*WRITTEN INSTRUCTION*.
Please print all of the data below again, line for line, without changing anything.
## BEGIN INPUT ROWS
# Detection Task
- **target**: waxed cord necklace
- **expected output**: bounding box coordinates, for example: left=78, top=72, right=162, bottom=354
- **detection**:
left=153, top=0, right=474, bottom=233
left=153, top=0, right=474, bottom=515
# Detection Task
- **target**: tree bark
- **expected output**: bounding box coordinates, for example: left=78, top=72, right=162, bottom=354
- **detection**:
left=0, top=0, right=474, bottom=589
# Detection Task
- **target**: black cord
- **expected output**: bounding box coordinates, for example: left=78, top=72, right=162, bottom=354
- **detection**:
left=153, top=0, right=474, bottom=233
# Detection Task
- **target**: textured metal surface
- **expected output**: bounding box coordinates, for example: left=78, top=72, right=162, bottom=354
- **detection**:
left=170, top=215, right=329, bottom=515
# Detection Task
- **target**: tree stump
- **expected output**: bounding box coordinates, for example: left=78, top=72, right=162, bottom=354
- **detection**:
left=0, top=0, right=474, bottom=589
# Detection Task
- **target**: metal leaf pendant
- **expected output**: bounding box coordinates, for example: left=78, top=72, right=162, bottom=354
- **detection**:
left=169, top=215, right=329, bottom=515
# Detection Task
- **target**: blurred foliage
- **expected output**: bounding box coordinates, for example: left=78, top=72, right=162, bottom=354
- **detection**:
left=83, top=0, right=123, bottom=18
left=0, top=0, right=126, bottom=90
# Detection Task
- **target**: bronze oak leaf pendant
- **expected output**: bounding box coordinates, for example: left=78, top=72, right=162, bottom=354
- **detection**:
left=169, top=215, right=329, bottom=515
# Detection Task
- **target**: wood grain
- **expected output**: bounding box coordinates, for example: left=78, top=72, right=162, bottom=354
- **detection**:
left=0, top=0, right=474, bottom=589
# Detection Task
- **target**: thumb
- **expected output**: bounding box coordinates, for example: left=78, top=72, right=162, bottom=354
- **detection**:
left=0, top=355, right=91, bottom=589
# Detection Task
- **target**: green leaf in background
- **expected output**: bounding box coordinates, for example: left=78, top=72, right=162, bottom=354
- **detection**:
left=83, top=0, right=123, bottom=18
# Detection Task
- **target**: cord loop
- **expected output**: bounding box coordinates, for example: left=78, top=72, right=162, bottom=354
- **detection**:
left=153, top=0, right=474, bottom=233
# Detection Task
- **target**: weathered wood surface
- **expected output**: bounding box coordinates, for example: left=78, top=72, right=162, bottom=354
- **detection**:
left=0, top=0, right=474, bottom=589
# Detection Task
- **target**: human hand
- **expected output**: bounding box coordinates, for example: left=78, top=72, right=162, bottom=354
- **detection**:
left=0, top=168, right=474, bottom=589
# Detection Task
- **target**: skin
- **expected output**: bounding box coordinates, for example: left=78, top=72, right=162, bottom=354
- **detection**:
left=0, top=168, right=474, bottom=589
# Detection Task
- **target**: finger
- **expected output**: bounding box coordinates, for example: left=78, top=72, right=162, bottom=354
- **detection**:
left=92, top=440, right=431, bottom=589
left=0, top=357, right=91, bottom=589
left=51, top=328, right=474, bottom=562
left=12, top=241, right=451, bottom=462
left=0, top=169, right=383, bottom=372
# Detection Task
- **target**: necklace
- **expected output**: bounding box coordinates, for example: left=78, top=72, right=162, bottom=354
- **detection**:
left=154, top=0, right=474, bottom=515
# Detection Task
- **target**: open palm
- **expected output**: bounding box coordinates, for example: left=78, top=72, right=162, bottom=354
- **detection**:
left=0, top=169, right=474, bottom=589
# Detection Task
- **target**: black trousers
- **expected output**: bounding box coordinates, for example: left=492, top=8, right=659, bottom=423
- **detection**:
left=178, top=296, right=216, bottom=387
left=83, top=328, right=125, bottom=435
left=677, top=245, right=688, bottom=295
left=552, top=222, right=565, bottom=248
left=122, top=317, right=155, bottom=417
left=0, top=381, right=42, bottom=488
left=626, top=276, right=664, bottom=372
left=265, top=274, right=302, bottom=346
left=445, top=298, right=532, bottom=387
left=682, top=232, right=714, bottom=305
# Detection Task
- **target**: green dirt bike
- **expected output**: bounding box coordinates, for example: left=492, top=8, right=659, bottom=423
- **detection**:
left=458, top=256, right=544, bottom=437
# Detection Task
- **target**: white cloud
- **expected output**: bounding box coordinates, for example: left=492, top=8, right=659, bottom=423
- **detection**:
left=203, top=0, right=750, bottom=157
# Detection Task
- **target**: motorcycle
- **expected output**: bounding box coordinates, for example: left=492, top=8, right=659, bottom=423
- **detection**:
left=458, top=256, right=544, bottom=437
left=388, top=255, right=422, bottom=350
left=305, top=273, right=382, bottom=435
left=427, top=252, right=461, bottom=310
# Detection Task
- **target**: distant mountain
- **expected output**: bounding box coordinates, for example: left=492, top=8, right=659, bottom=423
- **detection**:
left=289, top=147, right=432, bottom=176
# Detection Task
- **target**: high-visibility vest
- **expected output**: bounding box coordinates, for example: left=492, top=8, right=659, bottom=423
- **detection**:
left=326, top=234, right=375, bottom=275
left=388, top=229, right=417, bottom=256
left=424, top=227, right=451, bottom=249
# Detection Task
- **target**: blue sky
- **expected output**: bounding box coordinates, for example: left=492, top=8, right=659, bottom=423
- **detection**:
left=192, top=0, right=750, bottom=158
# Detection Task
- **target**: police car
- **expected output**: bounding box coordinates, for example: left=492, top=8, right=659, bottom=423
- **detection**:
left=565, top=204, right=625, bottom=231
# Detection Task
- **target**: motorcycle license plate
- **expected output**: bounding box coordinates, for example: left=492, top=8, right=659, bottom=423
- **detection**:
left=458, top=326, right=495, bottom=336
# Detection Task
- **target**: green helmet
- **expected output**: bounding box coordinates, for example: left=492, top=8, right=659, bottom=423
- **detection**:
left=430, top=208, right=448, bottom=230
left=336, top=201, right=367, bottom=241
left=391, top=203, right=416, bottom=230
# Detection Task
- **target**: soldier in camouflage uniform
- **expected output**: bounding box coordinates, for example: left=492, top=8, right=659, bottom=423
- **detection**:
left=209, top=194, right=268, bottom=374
## END INPUT ROWS
*FULL SOLUTION*.
# Detection Task
- **target**: waxed cord necklace
- **expected output**: bounding box coordinates, for example: left=78, top=72, right=162, bottom=354
- **detection**:
left=153, top=0, right=474, bottom=233
left=153, top=0, right=474, bottom=515
# Detection Task
- **target**: tree bark
- **expected output**: bounding box coordinates, for example: left=78, top=72, right=162, bottom=354
- **detection**:
left=0, top=0, right=474, bottom=589
# Detection Task
- **target**: black cord
- **expected output**: bounding box coordinates, for example: left=78, top=72, right=162, bottom=354
- **detection**:
left=153, top=0, right=474, bottom=233
# Detection Task
- **target**: textured metal surface
- **expected output**: bounding box coordinates, for example: left=78, top=72, right=162, bottom=354
- **detection**:
left=170, top=215, right=329, bottom=515
# Detection Task
- **target**: tree stump
- **expected output**: bounding box coordinates, for example: left=78, top=72, right=162, bottom=354
- **detection**:
left=0, top=0, right=474, bottom=589
# Detection Task
- **target**: metal leaf pendant
- **expected output**: bounding box coordinates, for example: left=78, top=72, right=162, bottom=354
- **detection**:
left=169, top=215, right=329, bottom=515
# Detection Task
- **target**: blurred foliage
- **expected output**: bounding box coordinates, for example: left=78, top=72, right=162, bottom=354
- **detection**:
left=83, top=0, right=123, bottom=18
left=0, top=0, right=126, bottom=90
# Detection Task
- **target**: bronze oak leaf pendant
- **expected output**: bounding box coordinates, for example: left=78, top=72, right=162, bottom=354
- **detection**:
left=169, top=215, right=329, bottom=515
# Detection Task
- **target**: wood grain
- **expected output**: bounding box coordinates, for example: left=78, top=72, right=162, bottom=354
- **detection**:
left=0, top=0, right=474, bottom=589
# Detection Task
- **target**: thumb
- **expected output**: bounding box coordinates, for example: left=78, top=72, right=162, bottom=354
- **detection**:
left=0, top=355, right=91, bottom=589
# Detection Task
- **target**: green leaf in background
- **expected output**: bounding box coordinates, for example: left=78, top=72, right=162, bottom=354
- **detection**:
left=83, top=0, right=123, bottom=18
# Detection Task
- **target**: cord loop
- **expected output**: bounding box coordinates, for example: left=78, top=72, right=162, bottom=354
- **detection**:
left=153, top=0, right=474, bottom=233
# Detection Task
- **target**: weathered wood surface
- **expected output**: bounding box coordinates, for example: left=78, top=72, right=162, bottom=354
- **detection**:
left=0, top=0, right=474, bottom=589
# Detection Task
- **target**: human hand
- **expected output**: bounding box coordinates, for example: left=78, top=72, right=162, bottom=354
- **detection**:
left=0, top=168, right=474, bottom=589
# Detection Task
- **target**: skin
- **expected output**: bounding box coordinates, for example: left=78, top=72, right=162, bottom=354
- **detection**:
left=0, top=168, right=474, bottom=589
# Detection Task
- **target**: finger
- **expected output**: bounding box coordinates, for example: left=78, top=72, right=162, bottom=354
- **detection**:
left=92, top=440, right=431, bottom=589
left=0, top=357, right=91, bottom=589
left=51, top=328, right=474, bottom=562
left=12, top=241, right=451, bottom=462
left=0, top=169, right=383, bottom=372
# Detection Task
- **target**: necklace
- **expected output**: bounding box coordinates, for example: left=78, top=72, right=162, bottom=354
- **detection**:
left=154, top=0, right=474, bottom=515
# Detection Task
- **target**: open palm
- **expected output**: bounding box coordinates, for example: left=78, top=72, right=162, bottom=354
- **detection**:
left=0, top=169, right=474, bottom=589
# Detection Task
- **target**: black trousers
- **expected output**: bounding box coordinates, for example: left=492, top=8, right=659, bottom=423
- **detection**:
left=178, top=296, right=216, bottom=387
left=83, top=328, right=125, bottom=435
left=677, top=245, right=688, bottom=295
left=552, top=222, right=565, bottom=248
left=122, top=317, right=155, bottom=417
left=0, top=381, right=42, bottom=488
left=626, top=276, right=664, bottom=372
left=265, top=274, right=302, bottom=346
left=445, top=298, right=532, bottom=387
left=682, top=232, right=714, bottom=305
# Detection Task
- **target**: green dirt bike
- **expected output**: bounding box coordinates, for example: left=492, top=8, right=659, bottom=423
- **detection**:
left=458, top=256, right=544, bottom=437
# Detection Task
- **target**: white cloud
- **expected output**: bounding box coordinates, for example: left=492, top=8, right=659, bottom=423
- **detection**:
left=203, top=0, right=750, bottom=157
# Detection Task
- **target**: motorcycle
- **expected output**: bounding box coordinates, for example: left=492, top=8, right=659, bottom=423
- **detection**:
left=458, top=256, right=544, bottom=437
left=388, top=255, right=422, bottom=350
left=305, top=273, right=382, bottom=435
left=427, top=252, right=461, bottom=310
# Detection Task
- **target**: distant mountain
- **expected output**: bounding box coordinates, for example: left=492, top=8, right=659, bottom=423
- **detection**:
left=289, top=147, right=432, bottom=176
# Detection Task
- **target**: high-visibility vest
- **expected output**: bounding box coordinates, for example: left=492, top=8, right=659, bottom=423
- **detection**:
left=326, top=234, right=375, bottom=275
left=388, top=229, right=417, bottom=256
left=424, top=227, right=451, bottom=249
# Detection Task
- **target**: blue sky
- **expected output**: bounding box coordinates, for example: left=492, top=8, right=659, bottom=423
- **detection**:
left=192, top=0, right=750, bottom=158
# Detection Task
- **target**: police car
- **expected output**: bounding box coordinates, for example: left=492, top=8, right=659, bottom=423
- **detection**:
left=565, top=204, right=625, bottom=231
# Detection Task
- **target**: motorcycle license plate
- **expected output**: bounding box coordinates, for example: left=492, top=8, right=659, bottom=423
- **detection**:
left=458, top=326, right=495, bottom=336
# Detection Task
- **target**: green helmet
- **expected output**: bounding box coordinates, for example: left=492, top=8, right=659, bottom=423
- **detection**:
left=430, top=208, right=448, bottom=230
left=336, top=201, right=367, bottom=241
left=391, top=203, right=416, bottom=230
# Detection Task
- **target**: soldier in camouflage uniform
- **expected output**: bounding box coordinates, for example: left=492, top=8, right=659, bottom=423
- **detection**:
left=209, top=194, right=268, bottom=374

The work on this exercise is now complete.